■ **WHAT THE EXERCISE ASKS**
Count the lines of the material below that contain the string "tight", treating uppercase and lowercase as distinct, and give only the number.

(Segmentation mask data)
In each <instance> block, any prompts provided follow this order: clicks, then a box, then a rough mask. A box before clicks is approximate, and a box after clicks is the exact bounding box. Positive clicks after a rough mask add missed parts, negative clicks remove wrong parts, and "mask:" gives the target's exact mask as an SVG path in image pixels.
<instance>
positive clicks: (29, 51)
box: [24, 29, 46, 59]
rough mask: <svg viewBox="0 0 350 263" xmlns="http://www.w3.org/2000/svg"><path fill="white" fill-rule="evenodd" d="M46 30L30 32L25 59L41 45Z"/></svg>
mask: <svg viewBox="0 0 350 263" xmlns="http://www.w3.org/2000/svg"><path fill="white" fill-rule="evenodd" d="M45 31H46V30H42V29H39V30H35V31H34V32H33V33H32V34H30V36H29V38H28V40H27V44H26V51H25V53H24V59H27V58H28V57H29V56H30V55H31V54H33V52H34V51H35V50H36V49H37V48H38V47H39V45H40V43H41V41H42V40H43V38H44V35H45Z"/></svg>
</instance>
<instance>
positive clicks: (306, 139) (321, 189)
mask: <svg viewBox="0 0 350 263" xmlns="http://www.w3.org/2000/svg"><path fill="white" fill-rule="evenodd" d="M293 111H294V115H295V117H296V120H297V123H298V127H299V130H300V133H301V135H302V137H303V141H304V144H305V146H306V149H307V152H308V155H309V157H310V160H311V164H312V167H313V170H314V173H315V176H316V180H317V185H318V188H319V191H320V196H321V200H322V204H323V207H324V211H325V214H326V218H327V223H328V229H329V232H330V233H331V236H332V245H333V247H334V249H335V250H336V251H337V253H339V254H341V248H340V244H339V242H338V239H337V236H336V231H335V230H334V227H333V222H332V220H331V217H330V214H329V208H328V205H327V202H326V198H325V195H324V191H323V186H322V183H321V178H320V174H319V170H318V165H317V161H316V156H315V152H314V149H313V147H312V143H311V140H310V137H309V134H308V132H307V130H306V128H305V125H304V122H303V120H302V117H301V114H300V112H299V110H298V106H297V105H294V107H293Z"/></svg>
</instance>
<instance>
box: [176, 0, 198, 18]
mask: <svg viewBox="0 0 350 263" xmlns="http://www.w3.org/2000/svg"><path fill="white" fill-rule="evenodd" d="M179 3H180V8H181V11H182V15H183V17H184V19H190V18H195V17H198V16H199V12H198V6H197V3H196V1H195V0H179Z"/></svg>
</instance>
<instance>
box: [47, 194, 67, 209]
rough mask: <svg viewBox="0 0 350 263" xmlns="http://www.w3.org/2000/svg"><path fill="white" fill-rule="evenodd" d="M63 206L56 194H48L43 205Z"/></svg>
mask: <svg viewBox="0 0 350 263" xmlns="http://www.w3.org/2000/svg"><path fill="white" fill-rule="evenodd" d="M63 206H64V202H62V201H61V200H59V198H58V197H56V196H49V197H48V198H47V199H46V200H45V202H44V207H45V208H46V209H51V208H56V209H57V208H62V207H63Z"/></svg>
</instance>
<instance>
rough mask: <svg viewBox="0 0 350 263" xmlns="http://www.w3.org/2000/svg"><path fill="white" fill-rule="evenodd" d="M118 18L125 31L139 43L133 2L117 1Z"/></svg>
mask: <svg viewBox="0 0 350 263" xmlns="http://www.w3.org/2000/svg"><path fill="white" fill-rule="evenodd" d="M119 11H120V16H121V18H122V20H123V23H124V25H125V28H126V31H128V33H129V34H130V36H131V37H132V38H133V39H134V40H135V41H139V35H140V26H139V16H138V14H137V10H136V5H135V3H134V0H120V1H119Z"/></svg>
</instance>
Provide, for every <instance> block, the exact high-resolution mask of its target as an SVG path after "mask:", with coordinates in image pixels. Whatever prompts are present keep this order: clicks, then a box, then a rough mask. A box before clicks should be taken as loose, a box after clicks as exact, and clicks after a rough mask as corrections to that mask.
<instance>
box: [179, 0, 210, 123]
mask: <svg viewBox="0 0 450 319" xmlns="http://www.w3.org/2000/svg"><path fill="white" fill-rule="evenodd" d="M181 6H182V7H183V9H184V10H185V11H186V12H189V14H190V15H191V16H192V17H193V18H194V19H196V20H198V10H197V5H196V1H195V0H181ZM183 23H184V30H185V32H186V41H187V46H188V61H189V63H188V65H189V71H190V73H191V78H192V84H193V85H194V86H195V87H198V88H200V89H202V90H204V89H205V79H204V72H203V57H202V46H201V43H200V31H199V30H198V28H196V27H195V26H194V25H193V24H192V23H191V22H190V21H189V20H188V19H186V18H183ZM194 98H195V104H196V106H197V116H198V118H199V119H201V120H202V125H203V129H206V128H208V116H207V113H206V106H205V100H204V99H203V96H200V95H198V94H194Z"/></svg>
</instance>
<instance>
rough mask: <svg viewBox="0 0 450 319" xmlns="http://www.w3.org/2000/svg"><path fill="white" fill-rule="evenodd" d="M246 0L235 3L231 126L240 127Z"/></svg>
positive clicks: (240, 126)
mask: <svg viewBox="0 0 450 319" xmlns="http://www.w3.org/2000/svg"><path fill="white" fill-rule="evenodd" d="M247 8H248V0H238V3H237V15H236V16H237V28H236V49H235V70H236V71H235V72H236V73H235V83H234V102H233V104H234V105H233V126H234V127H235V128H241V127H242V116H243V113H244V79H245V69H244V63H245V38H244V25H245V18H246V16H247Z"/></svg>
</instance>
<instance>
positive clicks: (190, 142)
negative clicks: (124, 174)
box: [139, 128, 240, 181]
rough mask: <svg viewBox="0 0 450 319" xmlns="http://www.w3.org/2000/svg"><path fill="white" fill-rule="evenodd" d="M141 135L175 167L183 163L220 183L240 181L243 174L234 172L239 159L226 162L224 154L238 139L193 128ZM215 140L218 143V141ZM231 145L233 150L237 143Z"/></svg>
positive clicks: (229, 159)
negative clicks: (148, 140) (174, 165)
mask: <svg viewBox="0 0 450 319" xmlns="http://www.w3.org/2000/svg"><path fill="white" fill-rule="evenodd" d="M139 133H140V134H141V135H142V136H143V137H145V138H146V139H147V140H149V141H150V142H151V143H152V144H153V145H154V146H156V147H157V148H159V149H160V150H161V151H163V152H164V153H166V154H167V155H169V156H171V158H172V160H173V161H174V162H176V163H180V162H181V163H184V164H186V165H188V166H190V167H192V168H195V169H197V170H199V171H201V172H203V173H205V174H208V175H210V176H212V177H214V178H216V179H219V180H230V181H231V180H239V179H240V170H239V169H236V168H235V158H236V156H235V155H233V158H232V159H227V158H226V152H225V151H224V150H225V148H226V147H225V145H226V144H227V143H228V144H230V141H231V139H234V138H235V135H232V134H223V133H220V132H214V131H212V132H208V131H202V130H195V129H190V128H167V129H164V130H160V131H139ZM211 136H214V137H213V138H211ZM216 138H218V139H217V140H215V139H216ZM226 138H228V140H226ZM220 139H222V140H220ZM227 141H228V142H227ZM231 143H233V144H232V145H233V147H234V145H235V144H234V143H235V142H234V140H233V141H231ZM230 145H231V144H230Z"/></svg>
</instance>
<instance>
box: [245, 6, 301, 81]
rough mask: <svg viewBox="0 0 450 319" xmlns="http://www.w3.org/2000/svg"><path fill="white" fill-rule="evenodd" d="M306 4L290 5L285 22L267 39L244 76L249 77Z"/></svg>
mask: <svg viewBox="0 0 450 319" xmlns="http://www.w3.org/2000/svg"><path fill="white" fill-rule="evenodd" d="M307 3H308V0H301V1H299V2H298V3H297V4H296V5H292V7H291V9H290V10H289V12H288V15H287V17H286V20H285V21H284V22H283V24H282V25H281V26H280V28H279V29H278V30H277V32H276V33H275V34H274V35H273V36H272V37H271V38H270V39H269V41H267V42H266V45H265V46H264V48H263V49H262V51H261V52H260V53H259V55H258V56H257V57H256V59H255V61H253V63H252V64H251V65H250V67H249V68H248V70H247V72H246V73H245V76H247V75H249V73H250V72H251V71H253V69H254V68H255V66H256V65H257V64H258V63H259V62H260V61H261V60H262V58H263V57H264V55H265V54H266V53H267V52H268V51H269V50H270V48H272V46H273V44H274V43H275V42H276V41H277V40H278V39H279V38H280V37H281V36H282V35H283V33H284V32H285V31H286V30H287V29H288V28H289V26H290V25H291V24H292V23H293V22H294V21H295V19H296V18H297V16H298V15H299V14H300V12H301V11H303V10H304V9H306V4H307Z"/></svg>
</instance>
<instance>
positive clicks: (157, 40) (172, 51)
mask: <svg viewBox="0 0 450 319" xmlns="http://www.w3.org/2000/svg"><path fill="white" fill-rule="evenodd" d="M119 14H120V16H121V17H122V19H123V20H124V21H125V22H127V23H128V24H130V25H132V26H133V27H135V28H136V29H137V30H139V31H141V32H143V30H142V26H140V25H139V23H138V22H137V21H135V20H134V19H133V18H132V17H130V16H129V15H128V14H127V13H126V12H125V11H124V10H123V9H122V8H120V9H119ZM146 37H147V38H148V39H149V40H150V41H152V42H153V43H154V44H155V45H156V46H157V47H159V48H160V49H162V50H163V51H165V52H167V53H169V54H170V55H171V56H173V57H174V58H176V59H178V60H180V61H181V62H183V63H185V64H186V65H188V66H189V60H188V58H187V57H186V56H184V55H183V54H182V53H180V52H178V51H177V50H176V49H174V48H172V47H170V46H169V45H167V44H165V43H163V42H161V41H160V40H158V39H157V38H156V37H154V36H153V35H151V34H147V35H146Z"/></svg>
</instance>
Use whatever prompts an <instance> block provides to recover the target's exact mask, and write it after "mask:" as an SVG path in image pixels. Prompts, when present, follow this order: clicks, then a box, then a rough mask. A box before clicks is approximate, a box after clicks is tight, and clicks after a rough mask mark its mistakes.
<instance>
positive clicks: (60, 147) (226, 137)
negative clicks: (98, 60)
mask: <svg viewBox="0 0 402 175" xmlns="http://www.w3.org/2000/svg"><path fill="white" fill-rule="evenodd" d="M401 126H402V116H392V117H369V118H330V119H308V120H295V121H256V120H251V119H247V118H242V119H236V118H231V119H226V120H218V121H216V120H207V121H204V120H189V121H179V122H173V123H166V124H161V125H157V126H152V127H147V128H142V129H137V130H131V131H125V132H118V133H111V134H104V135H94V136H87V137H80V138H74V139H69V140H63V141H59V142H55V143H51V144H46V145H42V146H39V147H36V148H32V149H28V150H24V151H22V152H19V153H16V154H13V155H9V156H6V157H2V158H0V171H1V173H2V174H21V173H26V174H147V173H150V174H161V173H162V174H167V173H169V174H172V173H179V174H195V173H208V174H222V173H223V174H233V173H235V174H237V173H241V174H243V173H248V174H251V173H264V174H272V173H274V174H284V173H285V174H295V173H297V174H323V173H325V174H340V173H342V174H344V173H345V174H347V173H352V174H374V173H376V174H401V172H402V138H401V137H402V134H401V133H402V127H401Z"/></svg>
...
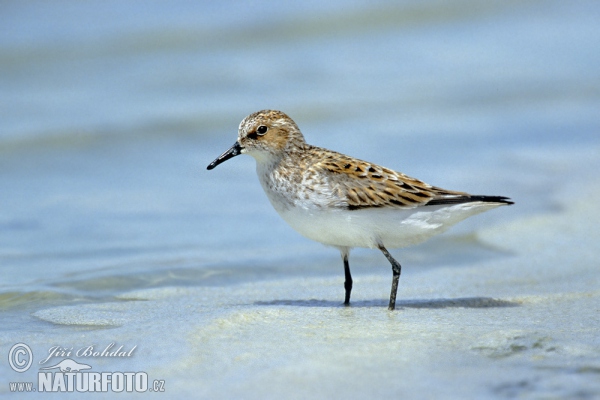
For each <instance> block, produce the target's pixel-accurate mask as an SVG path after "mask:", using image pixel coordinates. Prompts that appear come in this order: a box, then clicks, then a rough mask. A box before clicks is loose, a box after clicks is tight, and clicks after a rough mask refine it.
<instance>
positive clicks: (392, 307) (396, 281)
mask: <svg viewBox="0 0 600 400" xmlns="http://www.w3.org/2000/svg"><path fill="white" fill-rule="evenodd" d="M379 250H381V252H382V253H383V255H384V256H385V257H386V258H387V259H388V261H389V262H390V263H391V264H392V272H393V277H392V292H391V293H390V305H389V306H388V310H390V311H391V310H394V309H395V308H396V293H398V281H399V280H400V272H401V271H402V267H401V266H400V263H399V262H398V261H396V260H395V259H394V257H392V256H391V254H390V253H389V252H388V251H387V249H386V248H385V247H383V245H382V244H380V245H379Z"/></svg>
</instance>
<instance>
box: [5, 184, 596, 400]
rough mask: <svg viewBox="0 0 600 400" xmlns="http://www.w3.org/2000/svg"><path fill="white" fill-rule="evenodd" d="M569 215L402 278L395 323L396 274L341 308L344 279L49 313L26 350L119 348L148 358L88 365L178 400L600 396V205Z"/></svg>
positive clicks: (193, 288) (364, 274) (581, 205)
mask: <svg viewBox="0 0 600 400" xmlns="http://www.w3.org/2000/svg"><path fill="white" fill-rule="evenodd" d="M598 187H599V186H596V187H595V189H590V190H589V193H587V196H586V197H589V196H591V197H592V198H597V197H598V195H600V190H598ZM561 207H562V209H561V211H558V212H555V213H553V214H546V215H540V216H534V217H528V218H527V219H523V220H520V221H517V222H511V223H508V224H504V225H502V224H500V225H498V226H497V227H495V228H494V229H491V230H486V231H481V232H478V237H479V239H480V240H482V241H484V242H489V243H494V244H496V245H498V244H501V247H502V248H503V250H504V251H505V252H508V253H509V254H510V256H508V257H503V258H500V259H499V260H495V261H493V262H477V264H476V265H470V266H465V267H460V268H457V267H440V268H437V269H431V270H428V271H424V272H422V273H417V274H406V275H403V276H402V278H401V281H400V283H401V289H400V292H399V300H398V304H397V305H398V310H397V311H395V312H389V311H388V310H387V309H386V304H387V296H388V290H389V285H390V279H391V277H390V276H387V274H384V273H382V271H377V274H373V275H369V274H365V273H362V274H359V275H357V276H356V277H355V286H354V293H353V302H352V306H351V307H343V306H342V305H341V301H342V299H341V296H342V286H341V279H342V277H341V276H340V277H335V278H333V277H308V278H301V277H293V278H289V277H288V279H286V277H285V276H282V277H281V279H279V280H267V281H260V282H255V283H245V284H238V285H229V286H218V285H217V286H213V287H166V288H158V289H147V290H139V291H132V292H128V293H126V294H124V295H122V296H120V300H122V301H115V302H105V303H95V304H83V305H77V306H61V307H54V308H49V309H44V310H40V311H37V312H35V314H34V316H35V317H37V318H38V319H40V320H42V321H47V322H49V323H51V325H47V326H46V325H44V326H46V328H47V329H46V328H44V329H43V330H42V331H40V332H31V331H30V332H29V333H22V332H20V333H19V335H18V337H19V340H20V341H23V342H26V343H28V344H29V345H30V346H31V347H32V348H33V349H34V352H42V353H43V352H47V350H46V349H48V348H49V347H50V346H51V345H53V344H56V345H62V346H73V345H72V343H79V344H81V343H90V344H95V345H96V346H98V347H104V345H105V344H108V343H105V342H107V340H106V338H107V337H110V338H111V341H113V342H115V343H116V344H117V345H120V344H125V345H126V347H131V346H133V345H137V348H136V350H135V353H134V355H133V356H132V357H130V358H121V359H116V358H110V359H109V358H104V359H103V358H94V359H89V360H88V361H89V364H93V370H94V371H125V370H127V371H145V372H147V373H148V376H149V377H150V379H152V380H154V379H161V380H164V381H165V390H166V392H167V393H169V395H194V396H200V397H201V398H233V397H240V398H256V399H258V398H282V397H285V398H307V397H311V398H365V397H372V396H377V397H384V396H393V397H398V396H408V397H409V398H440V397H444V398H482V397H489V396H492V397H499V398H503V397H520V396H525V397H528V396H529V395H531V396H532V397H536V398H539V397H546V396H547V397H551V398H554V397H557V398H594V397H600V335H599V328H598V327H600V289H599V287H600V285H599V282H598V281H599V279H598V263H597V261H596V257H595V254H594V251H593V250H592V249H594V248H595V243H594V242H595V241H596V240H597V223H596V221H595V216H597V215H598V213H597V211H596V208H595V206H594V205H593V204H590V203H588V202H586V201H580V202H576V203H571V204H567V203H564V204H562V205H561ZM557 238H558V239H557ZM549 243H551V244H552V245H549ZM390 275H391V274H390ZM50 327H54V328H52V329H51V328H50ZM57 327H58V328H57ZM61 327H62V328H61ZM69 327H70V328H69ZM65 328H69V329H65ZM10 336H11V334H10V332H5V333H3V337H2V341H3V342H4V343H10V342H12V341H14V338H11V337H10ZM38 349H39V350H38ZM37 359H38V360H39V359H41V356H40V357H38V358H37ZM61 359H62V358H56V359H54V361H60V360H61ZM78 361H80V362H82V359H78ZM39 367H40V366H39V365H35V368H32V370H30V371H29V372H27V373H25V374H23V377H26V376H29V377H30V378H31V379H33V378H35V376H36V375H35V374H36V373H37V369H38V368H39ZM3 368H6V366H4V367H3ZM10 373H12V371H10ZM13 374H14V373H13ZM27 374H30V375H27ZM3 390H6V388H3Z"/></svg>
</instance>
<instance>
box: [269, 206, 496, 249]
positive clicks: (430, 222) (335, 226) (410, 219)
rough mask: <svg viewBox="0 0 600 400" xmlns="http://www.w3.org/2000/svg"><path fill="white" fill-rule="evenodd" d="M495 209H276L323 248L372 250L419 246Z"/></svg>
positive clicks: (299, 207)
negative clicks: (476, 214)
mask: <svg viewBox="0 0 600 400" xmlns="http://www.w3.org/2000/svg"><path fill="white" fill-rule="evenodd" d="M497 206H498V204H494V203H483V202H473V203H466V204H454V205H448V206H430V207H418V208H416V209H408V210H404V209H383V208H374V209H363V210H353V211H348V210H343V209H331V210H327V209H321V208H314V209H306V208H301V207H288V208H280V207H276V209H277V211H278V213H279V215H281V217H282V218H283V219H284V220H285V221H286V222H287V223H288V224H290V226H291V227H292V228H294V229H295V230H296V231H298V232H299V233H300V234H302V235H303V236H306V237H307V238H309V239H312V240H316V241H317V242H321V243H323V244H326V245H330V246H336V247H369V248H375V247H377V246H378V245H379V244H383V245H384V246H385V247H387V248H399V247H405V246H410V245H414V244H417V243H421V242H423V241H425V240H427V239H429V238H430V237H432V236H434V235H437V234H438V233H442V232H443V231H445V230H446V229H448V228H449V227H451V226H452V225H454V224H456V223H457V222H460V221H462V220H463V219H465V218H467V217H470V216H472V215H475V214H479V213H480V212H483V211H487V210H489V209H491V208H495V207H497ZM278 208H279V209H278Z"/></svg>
...
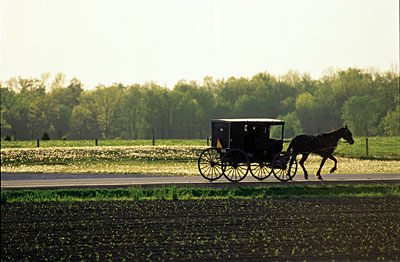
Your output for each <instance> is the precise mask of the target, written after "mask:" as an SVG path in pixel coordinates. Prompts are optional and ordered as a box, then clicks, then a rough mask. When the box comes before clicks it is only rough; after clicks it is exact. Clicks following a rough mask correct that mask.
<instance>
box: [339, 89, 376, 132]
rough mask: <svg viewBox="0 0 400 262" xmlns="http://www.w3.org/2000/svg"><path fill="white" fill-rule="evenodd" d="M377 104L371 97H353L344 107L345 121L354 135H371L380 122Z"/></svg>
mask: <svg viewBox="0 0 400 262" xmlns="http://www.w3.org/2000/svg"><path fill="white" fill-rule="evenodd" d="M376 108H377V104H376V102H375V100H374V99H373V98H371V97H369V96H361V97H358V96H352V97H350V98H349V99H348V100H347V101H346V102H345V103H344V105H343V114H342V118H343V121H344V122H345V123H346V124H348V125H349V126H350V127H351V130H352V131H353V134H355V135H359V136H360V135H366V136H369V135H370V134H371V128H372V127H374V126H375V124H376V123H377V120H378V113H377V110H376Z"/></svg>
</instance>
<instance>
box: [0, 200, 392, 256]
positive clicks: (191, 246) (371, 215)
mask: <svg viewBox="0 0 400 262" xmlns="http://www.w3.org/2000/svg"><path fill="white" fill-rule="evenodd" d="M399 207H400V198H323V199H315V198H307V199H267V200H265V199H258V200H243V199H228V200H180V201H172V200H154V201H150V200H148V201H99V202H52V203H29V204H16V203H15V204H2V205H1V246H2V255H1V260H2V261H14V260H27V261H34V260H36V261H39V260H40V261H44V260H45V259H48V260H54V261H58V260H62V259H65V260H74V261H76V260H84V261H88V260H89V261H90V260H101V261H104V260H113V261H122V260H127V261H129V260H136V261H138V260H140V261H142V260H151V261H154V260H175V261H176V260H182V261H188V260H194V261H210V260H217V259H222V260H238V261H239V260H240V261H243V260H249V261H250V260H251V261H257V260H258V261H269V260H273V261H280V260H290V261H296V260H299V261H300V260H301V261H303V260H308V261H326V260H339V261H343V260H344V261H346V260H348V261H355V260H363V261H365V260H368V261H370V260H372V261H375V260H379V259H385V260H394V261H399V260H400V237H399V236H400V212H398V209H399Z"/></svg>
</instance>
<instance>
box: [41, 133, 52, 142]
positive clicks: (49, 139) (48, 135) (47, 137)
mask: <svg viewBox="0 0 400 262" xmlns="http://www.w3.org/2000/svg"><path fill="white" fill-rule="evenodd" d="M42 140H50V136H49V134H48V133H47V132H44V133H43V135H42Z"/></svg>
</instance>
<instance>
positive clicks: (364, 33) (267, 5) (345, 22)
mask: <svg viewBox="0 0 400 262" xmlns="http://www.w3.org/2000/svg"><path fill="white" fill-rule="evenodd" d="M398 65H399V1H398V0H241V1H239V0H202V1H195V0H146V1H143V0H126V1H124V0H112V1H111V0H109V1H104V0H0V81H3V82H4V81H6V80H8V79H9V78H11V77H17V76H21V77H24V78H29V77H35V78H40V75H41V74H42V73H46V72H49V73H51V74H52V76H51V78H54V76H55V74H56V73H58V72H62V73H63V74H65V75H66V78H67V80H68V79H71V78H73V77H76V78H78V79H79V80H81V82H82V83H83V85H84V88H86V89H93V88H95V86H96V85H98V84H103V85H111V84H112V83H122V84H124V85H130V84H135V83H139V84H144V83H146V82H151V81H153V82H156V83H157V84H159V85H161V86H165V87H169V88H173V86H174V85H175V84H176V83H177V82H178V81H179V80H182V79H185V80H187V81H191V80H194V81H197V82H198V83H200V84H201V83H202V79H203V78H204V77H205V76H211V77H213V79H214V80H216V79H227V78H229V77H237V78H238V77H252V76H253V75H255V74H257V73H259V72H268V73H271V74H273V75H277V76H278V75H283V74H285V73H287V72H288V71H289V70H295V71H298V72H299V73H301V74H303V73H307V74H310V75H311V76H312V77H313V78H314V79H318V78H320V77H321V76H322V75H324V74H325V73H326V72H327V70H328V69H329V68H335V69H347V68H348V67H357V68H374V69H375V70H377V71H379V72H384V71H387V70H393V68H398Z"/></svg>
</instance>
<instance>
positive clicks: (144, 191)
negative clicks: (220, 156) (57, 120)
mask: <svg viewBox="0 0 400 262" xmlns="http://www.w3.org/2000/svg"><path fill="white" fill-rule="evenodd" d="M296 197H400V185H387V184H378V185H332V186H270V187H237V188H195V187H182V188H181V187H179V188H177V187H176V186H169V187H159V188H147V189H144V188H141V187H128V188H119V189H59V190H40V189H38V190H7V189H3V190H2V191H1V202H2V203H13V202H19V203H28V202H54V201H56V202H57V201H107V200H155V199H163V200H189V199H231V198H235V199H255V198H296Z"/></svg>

■ **OUTPUT OF THE TASK**
2